• **Task to carry out**: Each of the following records is to be printed verbatim.

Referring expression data
┄┄┄┄┄┄┄┄┄┄┄┄┄┄┄┄┄┄┄┄

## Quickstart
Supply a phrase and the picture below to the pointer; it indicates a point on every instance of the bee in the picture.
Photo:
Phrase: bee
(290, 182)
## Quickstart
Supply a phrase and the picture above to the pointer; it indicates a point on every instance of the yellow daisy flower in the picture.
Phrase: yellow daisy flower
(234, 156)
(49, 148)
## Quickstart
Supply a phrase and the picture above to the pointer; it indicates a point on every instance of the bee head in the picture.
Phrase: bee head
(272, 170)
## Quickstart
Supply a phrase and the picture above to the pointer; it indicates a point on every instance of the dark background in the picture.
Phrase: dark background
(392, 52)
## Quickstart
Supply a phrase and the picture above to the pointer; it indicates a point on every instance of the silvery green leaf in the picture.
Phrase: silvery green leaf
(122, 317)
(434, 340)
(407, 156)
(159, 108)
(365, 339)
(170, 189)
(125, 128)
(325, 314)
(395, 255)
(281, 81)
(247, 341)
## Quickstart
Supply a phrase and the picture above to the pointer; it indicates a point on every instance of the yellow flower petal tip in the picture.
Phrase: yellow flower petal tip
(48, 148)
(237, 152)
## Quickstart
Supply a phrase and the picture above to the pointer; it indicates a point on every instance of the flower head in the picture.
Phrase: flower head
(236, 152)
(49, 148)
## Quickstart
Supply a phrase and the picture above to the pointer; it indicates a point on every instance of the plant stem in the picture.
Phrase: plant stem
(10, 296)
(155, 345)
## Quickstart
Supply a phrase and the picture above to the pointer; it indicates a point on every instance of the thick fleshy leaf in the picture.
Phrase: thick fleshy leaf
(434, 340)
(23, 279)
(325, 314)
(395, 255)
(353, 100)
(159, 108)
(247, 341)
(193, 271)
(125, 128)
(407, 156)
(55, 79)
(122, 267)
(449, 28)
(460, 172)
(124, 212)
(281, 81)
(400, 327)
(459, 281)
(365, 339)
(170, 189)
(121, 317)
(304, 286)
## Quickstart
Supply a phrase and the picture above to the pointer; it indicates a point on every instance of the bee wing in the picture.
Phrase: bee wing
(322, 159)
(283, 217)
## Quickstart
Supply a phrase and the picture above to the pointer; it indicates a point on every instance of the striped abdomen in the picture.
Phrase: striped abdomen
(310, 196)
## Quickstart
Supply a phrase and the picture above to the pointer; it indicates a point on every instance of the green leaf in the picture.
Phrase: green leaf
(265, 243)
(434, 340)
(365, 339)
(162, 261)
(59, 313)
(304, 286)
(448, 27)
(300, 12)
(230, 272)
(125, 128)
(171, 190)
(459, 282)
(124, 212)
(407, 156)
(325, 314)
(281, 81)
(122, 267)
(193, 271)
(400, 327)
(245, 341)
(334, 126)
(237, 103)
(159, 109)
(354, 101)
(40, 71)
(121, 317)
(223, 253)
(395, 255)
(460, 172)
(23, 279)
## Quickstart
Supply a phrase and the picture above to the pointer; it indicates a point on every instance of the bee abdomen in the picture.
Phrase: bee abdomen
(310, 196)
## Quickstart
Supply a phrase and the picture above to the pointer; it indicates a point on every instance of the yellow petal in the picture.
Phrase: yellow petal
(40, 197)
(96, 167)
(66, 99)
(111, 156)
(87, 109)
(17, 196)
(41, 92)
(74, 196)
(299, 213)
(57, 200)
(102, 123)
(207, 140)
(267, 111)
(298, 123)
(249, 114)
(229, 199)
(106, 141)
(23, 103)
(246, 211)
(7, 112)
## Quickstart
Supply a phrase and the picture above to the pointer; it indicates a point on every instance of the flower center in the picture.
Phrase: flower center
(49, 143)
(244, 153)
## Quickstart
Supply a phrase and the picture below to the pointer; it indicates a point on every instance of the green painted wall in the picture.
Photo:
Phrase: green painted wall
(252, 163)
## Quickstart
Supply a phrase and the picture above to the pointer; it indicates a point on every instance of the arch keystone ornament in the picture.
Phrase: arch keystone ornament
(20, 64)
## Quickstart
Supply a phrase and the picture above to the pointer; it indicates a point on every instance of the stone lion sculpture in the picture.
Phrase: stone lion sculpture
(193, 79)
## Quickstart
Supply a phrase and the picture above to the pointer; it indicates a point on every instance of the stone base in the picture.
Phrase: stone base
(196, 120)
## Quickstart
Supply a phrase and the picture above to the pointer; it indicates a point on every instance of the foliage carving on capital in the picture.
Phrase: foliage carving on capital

┄┄┄┄┄┄┄┄┄┄┄┄┄┄┄┄┄┄┄┄

• **Solution to the exercise**:
## Quickstart
Supply a phrase and the picture below to the pointer; it indicates a point on every instance of the bee in the picture.
Photo:
Phrase: bee
(290, 182)
## Quickstart
Supply a phrase and the picture above to the pointer; it indicates a point on every instance of the yellow daisy flower in the picture.
Phrase: yellow daisy flower
(234, 156)
(49, 148)
## Quickstart
Supply a phrase and the picture above to the pointer; it indicates a point on every instance of the bee head in the picture.
Phrase: bee head
(272, 170)
## Quickstart
Supply a phrase and the picture above to the pointer; it indicates a point on every instance of the dark background in the picture.
Phrase: dark background
(392, 52)
## Quickstart
Supply a phrase and the picture above to the pointer; it indicates a point on every instance of the silvery green leaf in the picture.
Phrase: silvery green leaf
(122, 317)
(434, 340)
(407, 156)
(159, 108)
(365, 339)
(170, 189)
(125, 128)
(325, 314)
(395, 255)
(281, 81)
(247, 341)
## Quickstart
Supply a phrase and the picture above to the pointer; it indicates a point on every instance of the yellow flower petal tip in the picture.
Phrase: yellow flower petal tip
(48, 148)
(237, 152)
## Quickstart
Supply a phrase and the picture above to the pointer; it indicates a point on every instance of the flower head in the picture.
Phrase: flower head
(236, 152)
(49, 148)
## Quickstart
Supply a phrase and the picture above to the pointer; it indicates a point on every instance of the plant stem in the picture.
Phrase: plant stem
(10, 296)
(155, 345)
## Quickstart
Supply a phrase and the picture above to the pointer; it indicates a point on every instance of the thick fleshy leaf in the picture.
Phrase: thick fleshy leaf
(434, 340)
(23, 279)
(325, 314)
(395, 255)
(353, 100)
(159, 108)
(247, 341)
(193, 271)
(125, 128)
(407, 156)
(55, 79)
(122, 267)
(449, 28)
(460, 172)
(124, 212)
(281, 81)
(400, 327)
(459, 281)
(365, 339)
(170, 189)
(121, 317)
(304, 286)
## Quickstart
Supply a phrase and the picture above to the pointer; it indicates a point on every instance of the bee wing in the picture.
Phrase: bee wing
(322, 159)
(283, 217)
## Quickstart
Supply a phrase and the picture above to the pointer; it indicates a point on every instance of the striped abdomen in the picture.
Phrase: striped abdomen
(310, 196)
## Quickstart
Supply a phrase and the picture above to the pointer; it indicates a point on every instance of the green leaf in the picture.
Phrase: green leaf
(265, 243)
(434, 340)
(365, 339)
(162, 261)
(59, 313)
(304, 286)
(448, 27)
(300, 12)
(230, 272)
(125, 128)
(171, 190)
(459, 282)
(124, 212)
(407, 156)
(325, 314)
(281, 81)
(122, 267)
(193, 271)
(400, 327)
(245, 341)
(334, 126)
(237, 103)
(159, 109)
(354, 101)
(40, 71)
(121, 317)
(223, 253)
(395, 255)
(460, 172)
(23, 279)
## Quickstart
Supply a phrase and the picture above to the pointer; it indicates a point on every instance of the bee abdomen in the picture.
Phrase: bee abdomen
(310, 196)
## Quickstart
Supply a phrase and the picture above to the pointer; it indicates a point on every instance of the yellow petal in the picture.
Phrase: yellow petal
(40, 197)
(96, 167)
(66, 99)
(111, 156)
(87, 109)
(17, 196)
(41, 92)
(74, 196)
(299, 213)
(57, 200)
(102, 123)
(207, 140)
(267, 111)
(298, 123)
(249, 114)
(229, 199)
(106, 141)
(23, 103)
(246, 211)
(7, 112)
## Quickstart
Supply a phrase and the picture above to the pointer; it indicates a point on every instance of the flower center in the picture.
Phrase: flower center
(49, 143)
(244, 153)
## Quickstart
Supply a phrase and the picture below to the pointer; it indicates a point on every instance of the green painted wall in the picture.
Photo:
Phrase: green painted wall
(252, 163)
## Quickstart
Supply a phrase and the picture above to the pointer; it indicates a point on every instance of the arch keystone ornament in the picture.
Phrase: arch keystone ornament
(20, 64)
## Quickstart
Supply a phrase and the picture above to the pointer; it indicates a point on every instance of the stone lion sculpture in the picture.
Phrase: stone lion sculpture
(193, 79)
## Quickstart
Supply a phrase and the picture above to the pointer; it indicates a point on every instance of the stone base in the picture.
Phrase: stone base
(196, 120)
## Quickstart
Supply a phrase and the picture above to the pointer; it indicates a point on every instance of the foliage carving on capital in the picture.
Phrase: foliage carving on capital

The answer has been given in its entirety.